##### PASSAGE SOURCE

S'agissant de la sécurité, les locaux actuels sont un vrai cauchemar : plusieurs des sorties sont difficilement contrôlables, les bureaux du personnel sont pratiquement ouverts à tous, la disposition des fenêtres permet aux gens de jeter les livres dans la rue, il est impossible de surveiller les couloirs à distance et d'innombrables recoins encouragent des conduites inadmissibles.

Il faut pouvoir appuyer la gestion du nouveau centre sur des options permettant de contrôler totalement l'accès aux divers secteurs et l'entrée dans le bâtiment lui-même grâce à des cartes d'identification remises au personnel et aux lecteurs. Dans tous les cas, l'accès sera rigoureusement surveillé au niveau des zones sensibles ou des espaces abritant certaines collections. Il est prévu que la technologie utilisée fournisse à tout moment une visualisation en temps réel de l'occupation des locaux. Des capteurs seront installés en plusieurs points d'intersection, dans les différents étages et domaines et jusqu'aux abords des plots d'information, afin de fournir des données qui permettront d'appuyer les prises de décision en matière de gestion et de recrutement.

Le bâtiment contribuera à apporter des informations au système d'assistance de gestion en temps réel. L'emplacement stratégique des entrées devrait améliorer considérablement l'accès. Le périmètre de contrôle renforcé ne disposera quant à lui que d'un seul point d'entrée.

La bibliothèque comprendra des espaces de communication : des galeries, des salles d'exposition et de réunion, un petit auditorium. Elle possédera également des zones affectées à des activités particulières, par exemple une salle de découverte de l'électronique pour les enfants, un espace d'exposition où seront présentées des pièces rares calligraphiées, et elle disposera d'un système d'affichage électronique centralisé.

L'aération et l'éclairage intérieurs seront contrôlés en permanence. Bien que le climat de San Francisco soit presque aussi bon pour les livres que pour les humains, il faut filtrer l'air pour le débarrasser des particules et des gaz corrosifs, diminuer ou augmenter la température de l'air ambiant en fonction des conditions extérieures. De plus, en cas d'incendie, il est indispensable de contrôler l'atmosphère pour évacuer la fumée. D'après les prévisions, le système d'aération fonctionnera à 90 % du temps avec de l'air naturel non traité.

L'édifice sera entièrement accessible aux handicapés physiques. Si tout a été mis en œuvre pour dégager l'accès des zones expressément conçues à l'intention des aveugles et des mal-voyants, ils pourront par ailleurs se déplacer sans peine dans l'ensemble du bâtiment et consulter toutes les ressources qu'offrent les collections grâce aux outils technologiques à leur disposition.

Le réseau électrique distribuera partout la quantité d'électricité requise à tel ou tel moment et devrait satisfaire les besoins de la bibliothèque pendant au moins vingt ans. Les systèmes de télécommunication seront installés parallèlement au réseau électrique. Les branchements qu'ils nécessitent seront systématiquement installés à côté des placards électriques. Idéalement, le plan devrait prévoir un module de branchement multiple permettant d'installer sur chaque prise électrique les appareils de télécommunication et de téléphone, les équipements vidéo et audio, ainsi que ceux destinés à la sécurité et à la consultation des catalogues informatisés. Y parvenir est un des objectifs majeurs.

##########
##### ENTRÉES FOURNIES

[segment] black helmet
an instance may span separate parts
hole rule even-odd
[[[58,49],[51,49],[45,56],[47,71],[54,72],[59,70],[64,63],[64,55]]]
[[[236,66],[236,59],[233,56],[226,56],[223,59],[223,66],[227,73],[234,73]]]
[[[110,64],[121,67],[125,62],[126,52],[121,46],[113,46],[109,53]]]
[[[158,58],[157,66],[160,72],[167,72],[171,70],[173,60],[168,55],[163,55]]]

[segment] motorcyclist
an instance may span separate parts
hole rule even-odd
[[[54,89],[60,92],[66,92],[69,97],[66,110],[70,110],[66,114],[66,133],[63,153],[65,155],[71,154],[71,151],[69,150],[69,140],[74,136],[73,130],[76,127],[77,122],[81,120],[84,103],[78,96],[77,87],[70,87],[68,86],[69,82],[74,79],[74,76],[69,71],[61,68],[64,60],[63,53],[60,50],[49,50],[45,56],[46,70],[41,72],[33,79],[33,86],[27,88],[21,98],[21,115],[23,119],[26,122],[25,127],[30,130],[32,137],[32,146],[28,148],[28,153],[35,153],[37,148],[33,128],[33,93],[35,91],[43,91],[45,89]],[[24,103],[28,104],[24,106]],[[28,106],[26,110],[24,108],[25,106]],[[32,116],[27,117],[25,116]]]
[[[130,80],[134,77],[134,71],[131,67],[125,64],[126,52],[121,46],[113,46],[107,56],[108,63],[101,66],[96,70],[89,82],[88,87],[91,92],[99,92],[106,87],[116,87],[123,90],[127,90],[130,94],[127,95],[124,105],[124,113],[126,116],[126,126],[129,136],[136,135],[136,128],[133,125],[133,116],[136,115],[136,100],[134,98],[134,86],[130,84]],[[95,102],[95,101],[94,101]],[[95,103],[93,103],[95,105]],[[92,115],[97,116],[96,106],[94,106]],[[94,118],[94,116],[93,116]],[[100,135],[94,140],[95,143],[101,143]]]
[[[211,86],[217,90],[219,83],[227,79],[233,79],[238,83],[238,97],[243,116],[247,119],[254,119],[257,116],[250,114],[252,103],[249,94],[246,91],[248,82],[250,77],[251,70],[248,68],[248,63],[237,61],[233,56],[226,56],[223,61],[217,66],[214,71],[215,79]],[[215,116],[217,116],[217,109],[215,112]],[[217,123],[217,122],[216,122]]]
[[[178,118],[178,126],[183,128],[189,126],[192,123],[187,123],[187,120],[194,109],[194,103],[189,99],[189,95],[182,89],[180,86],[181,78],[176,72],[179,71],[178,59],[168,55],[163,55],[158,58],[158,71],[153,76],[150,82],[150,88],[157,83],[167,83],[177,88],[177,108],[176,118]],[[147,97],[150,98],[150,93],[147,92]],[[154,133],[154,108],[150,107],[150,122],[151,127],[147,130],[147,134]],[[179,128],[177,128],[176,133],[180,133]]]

##########

» **TÂCHES À RÉALISER**:
**A.** Répondez aux questions suivantes d'après le texte sur la nouvelle bibliothèque :
(i) Combien de points d'entrée le périmètre de contrôle renforcé comptera-t-il ?
(ii) Pendant quelle part du temps le système d'aération devrait-il fonctionner avec de l'air naturel non traité ?
(iii) Pendant combien d'années au moins le réseau électrique devrait-il satisfaire les besoins de la bibliothèque ?
**B.** Reprenez, s'il vous plaît, le texte sur la nouvelle bibliothèque à partir de sa dernière phrase.

» **RÉPONSES AUX TÂCHES**:
**A.**
(i) Un seul point d'entrée.
(ii) 90 % du temps.
(iii) Au moins vingt ans.

**B.**
Conception d'ensemble

Une bibliothèque à plusieurs étages devrait permettre aux usagers de trouver satisfaction au niveau même où débouche chaque entrée. La configuration particulière du site, la nécessité de tirer le meilleur parti des entrées tout en les contrôlant ont poussé les architectes à proposer un « premier étage » qui, en fait, compte pratiquement deux niveaux. Ce schéma ménage aussi bien l'accès aux services généraux qu'aux domaines spécialisés. Dans la mesure où l'édifice est bâti sur un plan incliné, le meilleur moyen de ménager cet accès à partir de deux des portes d'entrée consistait à construire une passerelle à mi-hauteur du premier niveau. Quant à la troisième entrée, elle a été légèrement surélevée par rapport au premier niveau.

Cette disposition autorise certains aménagements :
- les trois entrées sont ainsi réparties : la première répond aux besoins de l'Hôtel de ville ; la deuxième communique avec l'édifice qui sert actuellement de bibliothèque (et deviendra le musée des Arts asiatiques, dans Fulton Street) ; la troisième, la plus basse, est reliée au réseau du Bay Area Rapid Transit (BART) et au métro situé dans Grove Street, et on lui adjoindra un point de contrôle ;
- ces entrées à tous les niveaux permettent de saisir d'emblée l'organisation de la bibliothèque ;
- telles qu'elles sont situées, toutes ces entrées permettent de voir l'espace réservé aux enfants, protégé par une isolation sonore, et accessible par le périmètre de la zone de contrôle ;
- grâce à la passerelle et à l'atrium, les visiteurs de passage peuvent observer l'architecture intérieure sans déranger les lecteurs ni les étudiants ;
- plusieurs des services destinés à ceux que pourrait intimider l'atmosphère qui règne dans les grandes institutions (les espaces pour aveugles et mal-voyants, la boutique où acheter livres et cadeaux, le programme d'apprentissage de la lecture conçu pour corriger l'analphabétisme dû à des troubles fonctionnels) se trouvent à proximité des entrées et en dehors de la zone de sécurité ;
- l'accueil des Amis de la bibliothèque se situe lui aussi au niveau de la passerelle, élément clé qui ouvre au public l'ensemble des ressources de la bibliothèque.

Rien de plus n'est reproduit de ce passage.